- Short problem: Keep writing the article on the 1965 film The Cincinnati Kid, shown below before the records, starting right after its last sentence.

- Provided text:
— Begin —

- Theatrical release poster
- Directed by: Norman Jewison
- Screenplay by: Ring Lardner Jr. Terry Southern
- Based on: The Cincinnati Kid 1963 novel by Richard Jessup
- Produced by: Martin Ransohoff
- Starring: Steve McQueen Edward G. Robinson Ann-Margret Karl Malden Tuesday Weld
- Cinematography: Philip H. Lathrop
- Edited by: Hal Ashby
- Music by: Lalo Schifrin
- Production companies: Filmways Solar Productions
- Distributed by: Metro-Goldwyn-Mayer
- Release dates: October 15, 1965 (Saenger Theatre); October 27, 1965;
- Running time: 113 minutes
- Country: United States
- Language: English
- Budget: $3,333,000
- Box office: $7 million (rentals)

= The Cincinnati Kid =

1965 sports drama film by Norman Jewison

The Cincinnati Kid is a 1965 American sports drama film directed by Norman Jewison. It tells the story of Eric "The Kid" Stoner, a young Depression-era poker player, as he seeks to establish his reputation as the best. This quest leads him to challenge Lancey "The Man" Howard, an older player widely considered to be the best, culminating in a climactic final poker hand between the two.

— End —

- Data shown:
— Begin —

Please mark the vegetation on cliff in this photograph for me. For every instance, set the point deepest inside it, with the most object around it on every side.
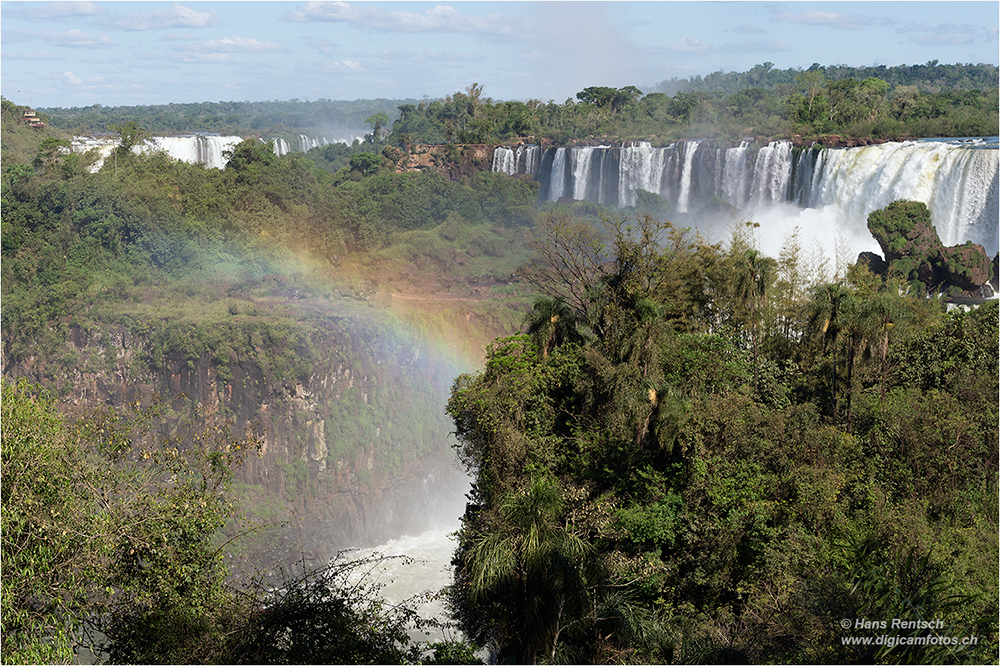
(695, 452)
(724, 473)
(114, 539)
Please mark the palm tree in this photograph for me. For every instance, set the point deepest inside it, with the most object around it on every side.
(527, 574)
(828, 314)
(540, 591)
(754, 276)
(551, 323)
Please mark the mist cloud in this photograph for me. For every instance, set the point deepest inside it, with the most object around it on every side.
(441, 18)
(823, 19)
(179, 17)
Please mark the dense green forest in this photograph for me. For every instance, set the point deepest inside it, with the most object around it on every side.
(235, 118)
(693, 456)
(883, 102)
(811, 106)
(931, 77)
(692, 452)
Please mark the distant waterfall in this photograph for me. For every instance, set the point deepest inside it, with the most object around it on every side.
(280, 147)
(207, 150)
(958, 182)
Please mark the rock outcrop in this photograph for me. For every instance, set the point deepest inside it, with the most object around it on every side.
(911, 245)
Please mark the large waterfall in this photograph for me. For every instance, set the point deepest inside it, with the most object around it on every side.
(820, 190)
(208, 149)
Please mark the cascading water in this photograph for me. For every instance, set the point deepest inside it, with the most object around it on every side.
(206, 149)
(825, 192)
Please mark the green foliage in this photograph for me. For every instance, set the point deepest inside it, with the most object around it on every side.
(718, 499)
(107, 526)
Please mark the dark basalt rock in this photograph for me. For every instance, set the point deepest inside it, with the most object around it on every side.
(875, 263)
(911, 245)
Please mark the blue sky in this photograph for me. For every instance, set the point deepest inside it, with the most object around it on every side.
(64, 54)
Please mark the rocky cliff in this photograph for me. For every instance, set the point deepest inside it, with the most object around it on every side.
(351, 401)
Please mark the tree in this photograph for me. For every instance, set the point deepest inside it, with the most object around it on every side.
(365, 163)
(130, 134)
(551, 323)
(829, 312)
(569, 257)
(754, 276)
(106, 526)
(377, 121)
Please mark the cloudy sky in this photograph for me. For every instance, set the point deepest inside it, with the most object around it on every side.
(64, 54)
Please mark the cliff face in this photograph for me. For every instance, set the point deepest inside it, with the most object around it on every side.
(356, 446)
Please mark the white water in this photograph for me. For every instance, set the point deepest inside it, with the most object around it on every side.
(683, 200)
(958, 185)
(558, 175)
(208, 150)
(833, 192)
(430, 572)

— End —

- Final result:
The script, adapted from Richard Jessup's 1963 novel of the same name, was written by Ring Lardner Jr. and Terry Southern; it was Lardner's first major studio work since his 1947 blacklisting as one of The Hollywood Ten. The film stars Steve McQueen in the title role and Edward G. Robinson as Howard. Director Jewison, who replaced Sam Peckinpah shortly after filming began, describes The Cincinnati Kid as his "ugly duckling" film. He stated in his autobiography that he felt "sheer joy" in making the film. He considers it the film that allowed him to make the transition from the lighter comedic films he had been making and take on more serious films and subjects.

The film garnered mixed reviews from critics on its initial release. Joan Blondell earned a Golden Globe nomination for her performance as Lady Fingers.

==Plot==
Eric Stoner is "The Cincinnati Kid", an up-and-coming poker player in 1930s New Orleans. He hears that Lancey Howard, an old master of the game, is in town, and sees it as his chance to achieve recognition as the new king of five-card stud.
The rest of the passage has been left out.